** begin **

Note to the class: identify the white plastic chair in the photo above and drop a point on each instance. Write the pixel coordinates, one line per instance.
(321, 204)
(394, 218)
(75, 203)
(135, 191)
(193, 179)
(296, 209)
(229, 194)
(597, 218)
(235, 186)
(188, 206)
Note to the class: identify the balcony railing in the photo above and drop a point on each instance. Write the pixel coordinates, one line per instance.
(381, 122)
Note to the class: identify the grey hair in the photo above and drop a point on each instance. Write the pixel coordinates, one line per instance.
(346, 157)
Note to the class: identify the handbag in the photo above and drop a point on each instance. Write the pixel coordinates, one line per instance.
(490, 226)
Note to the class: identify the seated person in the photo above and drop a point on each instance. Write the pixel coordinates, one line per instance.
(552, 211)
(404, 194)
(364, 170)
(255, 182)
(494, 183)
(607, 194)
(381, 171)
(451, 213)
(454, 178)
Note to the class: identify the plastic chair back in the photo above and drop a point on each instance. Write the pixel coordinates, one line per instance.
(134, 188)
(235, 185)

** end **

__WHAT IS EXPECTED__
Extract each line from the listing above, please, and repeat it exactly.

__REPLY__
Note to the class: identify the white plastic chair in the photo above and drop a point on each instance. Write the pixel coordinates, one line per instance.
(321, 204)
(394, 218)
(75, 203)
(135, 191)
(193, 179)
(296, 209)
(229, 194)
(597, 218)
(235, 186)
(188, 206)
Note to the class: identify the balcony railing in the photo above and drop a point on each instance. Write the pixel coordinates, one line per instance.
(381, 122)
Note to the class: identify the grey hair in the photo above and drop a point on each instance. Write the pixel coordinates, one line per instance.
(346, 157)
Note to the class: identify the handbag in the photo above and drop a point on each instance. Write the pixel coordinates, one line per instance.
(490, 226)
Note to the class: identify the seated person in the photo above and drop a point on each instance. Write the pixel coordinates, one line per instance.
(552, 211)
(404, 194)
(364, 170)
(255, 182)
(494, 183)
(607, 194)
(381, 171)
(451, 213)
(454, 178)
Note to the class: identify the plastic chair back in the photo above and drop a point on each instance. Write the pixel coordinates, one line per instance.
(134, 188)
(235, 185)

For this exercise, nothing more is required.